--- Getoonde tekst ---

- - -

Dat vraagt aandacht van de overheden, woningcorporaties en van het bedrijfsleven op het niveau van de (regionale!) woning en arbeidsmarkt. Dus niet alleen binnen de gemeente Den Haag (de Schilderswijk in relatie met de Vogelwijk), maar op het niveau van de hele regio. Er is samenhangende kennis van en aandacht nodig voor de ontwikkeling van de wijken van Den Haag, Leiden, Delft en Zoetermeer. De vraag is dan ook waar op regionaal niveau de kansrijke innovatie milieus zijn en of daar verschillende bevolkingsgroepen mee te verbinden zijn. De knooppunten in het OV netwerk (van Leiden, Den Haag, Zoetermeer en Delft) lijken daarvoor kansrijk.

- - -

--- Verzamelde records ---

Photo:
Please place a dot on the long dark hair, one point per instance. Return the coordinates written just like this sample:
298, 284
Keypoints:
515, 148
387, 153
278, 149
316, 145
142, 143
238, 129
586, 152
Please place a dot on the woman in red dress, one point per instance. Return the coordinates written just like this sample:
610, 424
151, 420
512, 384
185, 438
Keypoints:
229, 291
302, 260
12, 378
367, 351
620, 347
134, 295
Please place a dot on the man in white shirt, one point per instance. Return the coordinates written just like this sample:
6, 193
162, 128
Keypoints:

- - -

--- Opgaven ---
a) Beantwoord de volgende vragen over de tekst. Zet elk antwoord op een eigen regel, met dezelfde nummering.
(i) Welke wijk van Den Haag wordt in relatie met de Schilderswijk genoemd?
(ii) Van welke vier steden zijn volgens de tekst samenhangende kennis van en aandacht voor de ontwikkeling van de wijken nodig?
(iii) Wat lijkt volgens de tekst kansrijk?
b) Schrijf de regels van de records over vanaf de regel met "Please place a dot on the woman" tot en met het einde van de records, beide grenzen inbegrepen.

--- Uitwerkingen ---
a)
(i) De Vogelwijk.
(ii) Den Haag, Leiden, Delft en Zoetermeer.
(iii) De knooppunten in het OV netwerk (van Leiden, Den Haag, Zoetermeer en Delft).

b)
Please place a dot on the woman in red dress, one point per instance. Return the coordinates written just like this sample:
610, 424
151, 420
512, 384
185, 438
Keypoints:
229, 291
302, 260
12, 378
367, 351
620, 347
134, 295
Please place a dot on the man in white shirt, one point per instance. Return the coordinates written just like this sample:
6, 193
162, 128
Keypoints:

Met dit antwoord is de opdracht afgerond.